[PROBLEM REQUIREMENTS] Rewrite the records from their start through the line containing "positive clicks: (291, 444) (291, 428)" with "rough mask" swapped for "coarse mask" and everything else left unchanged. Leave the pictures out of your answer.

[RECORDS FOR THE TASK]

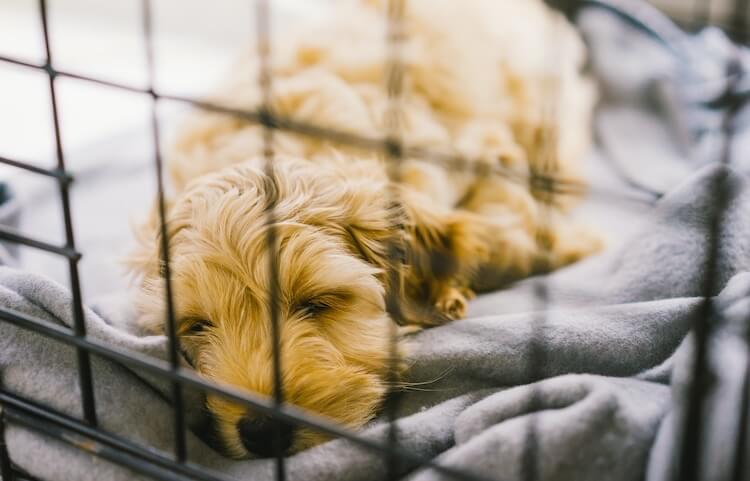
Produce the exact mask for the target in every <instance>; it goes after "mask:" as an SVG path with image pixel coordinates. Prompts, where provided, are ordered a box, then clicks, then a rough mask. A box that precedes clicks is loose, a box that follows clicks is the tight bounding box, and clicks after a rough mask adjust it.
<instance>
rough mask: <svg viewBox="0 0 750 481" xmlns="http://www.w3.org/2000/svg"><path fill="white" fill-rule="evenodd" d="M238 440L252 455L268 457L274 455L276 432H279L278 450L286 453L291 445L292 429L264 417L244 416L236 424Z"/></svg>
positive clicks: (291, 444) (291, 428)
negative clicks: (244, 416)
mask: <svg viewBox="0 0 750 481" xmlns="http://www.w3.org/2000/svg"><path fill="white" fill-rule="evenodd" d="M237 429H238V430H239V432H240V439H241V440H242V444H244V445H245V448H246V449H247V450H248V451H250V452H251V453H253V454H257V455H259V456H263V457H269V456H273V455H274V454H276V446H275V445H274V441H275V440H276V432H277V429H278V432H279V438H280V439H279V441H280V444H281V446H280V448H281V451H282V452H283V453H286V452H287V451H288V450H289V448H290V447H291V445H292V438H293V434H294V428H293V427H292V426H291V425H290V424H288V423H285V422H280V421H276V420H273V419H270V418H268V417H264V416H252V417H249V416H246V417H244V418H242V419H240V421H239V423H237Z"/></svg>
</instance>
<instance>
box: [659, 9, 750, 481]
mask: <svg viewBox="0 0 750 481" xmlns="http://www.w3.org/2000/svg"><path fill="white" fill-rule="evenodd" d="M743 3H745V2H744V0H738V1H736V2H735V4H734V7H735V11H734V16H735V17H737V16H741V15H744V14H746V13H747V12H746V11H741V10H737V9H739V8H742V4H743ZM739 62H740V60H739V50H737V51H736V52H735V58H734V59H732V62H731V63H730V65H729V66H728V71H727V75H728V78H729V82H728V83H727V88H726V92H725V94H724V96H723V98H724V99H725V100H726V101H727V108H726V113H725V115H724V119H723V125H722V131H723V132H724V134H725V135H724V139H723V150H722V152H721V158H720V159H718V160H719V162H720V163H721V165H723V166H729V165H730V163H731V161H732V155H733V153H732V136H733V133H734V119H735V116H736V114H737V112H738V111H739V109H740V107H741V106H742V99H741V98H740V97H739V96H738V95H736V90H737V85H738V82H739V80H740V78H741V77H740V75H741V67H740V63H739ZM726 182H727V181H726V175H720V176H719V177H717V179H716V183H715V186H714V191H715V192H716V203H717V207H716V210H715V211H714V212H712V213H711V214H712V218H711V224H710V230H709V232H708V233H707V234H708V242H709V244H708V254H707V258H706V259H705V272H704V274H703V275H704V277H703V280H702V281H703V284H702V287H701V291H702V297H703V299H704V300H703V303H702V305H701V308H700V310H699V312H698V313H697V315H696V317H695V319H694V321H693V332H694V334H695V340H694V344H693V346H694V358H693V361H692V369H691V373H692V374H691V377H690V384H689V387H688V396H689V397H688V399H687V402H686V404H685V414H684V419H683V420H682V423H683V425H682V428H683V429H682V432H681V435H682V438H681V439H679V440H677V443H676V445H677V446H679V447H680V450H679V455H680V458H681V459H680V463H679V466H678V468H677V470H676V472H675V473H674V474H675V478H674V479H679V480H681V481H694V480H698V479H700V478H701V472H702V469H703V459H702V458H703V454H704V453H703V446H702V442H703V440H704V435H703V428H704V425H703V424H704V423H703V419H702V418H703V406H704V401H705V397H706V395H707V393H708V392H709V391H710V389H711V382H710V380H711V378H712V374H711V371H710V367H709V359H710V357H709V354H710V353H709V341H710V339H711V335H712V333H713V331H714V329H715V328H716V327H717V324H718V323H720V322H721V319H718V318H717V317H718V314H719V313H718V312H717V311H716V310H715V309H714V302H713V298H712V296H713V295H714V293H715V292H716V290H717V288H718V287H719V286H718V285H717V269H718V257H719V255H720V252H721V239H720V236H721V230H722V225H723V221H724V215H725V212H726V209H727V207H728V204H729V196H728V192H727V191H728V186H727V184H726Z"/></svg>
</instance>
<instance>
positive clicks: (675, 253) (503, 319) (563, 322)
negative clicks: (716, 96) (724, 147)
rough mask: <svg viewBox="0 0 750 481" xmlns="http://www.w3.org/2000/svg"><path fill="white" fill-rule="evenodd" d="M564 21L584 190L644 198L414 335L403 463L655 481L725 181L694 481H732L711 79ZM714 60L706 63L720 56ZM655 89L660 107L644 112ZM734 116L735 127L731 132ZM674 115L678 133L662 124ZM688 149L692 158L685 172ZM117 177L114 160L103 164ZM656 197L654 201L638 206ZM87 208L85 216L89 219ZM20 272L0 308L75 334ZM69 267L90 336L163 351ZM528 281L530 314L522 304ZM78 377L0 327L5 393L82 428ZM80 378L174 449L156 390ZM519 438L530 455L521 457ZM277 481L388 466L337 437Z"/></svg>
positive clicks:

[ANSWER TO THIS EXERCISE]
Produce the exact mask for the target in every <instance>; it goes after "mask:" as an SVG path with image pixel coordinates. Prompts, where provided, are ordered a box, then clicks, then a coarse mask. A box that precedes clicks is loose, a box that follows clicks is the tight bounding box, and clicks after a coarse mask adjust it.
<instance>
coarse mask: <svg viewBox="0 0 750 481" xmlns="http://www.w3.org/2000/svg"><path fill="white" fill-rule="evenodd" d="M238 440L252 455L268 457L274 455L276 432H279L278 450L286 453L291 445L292 429L264 417L244 416L236 424Z"/></svg>
positive clicks: (291, 444) (291, 428)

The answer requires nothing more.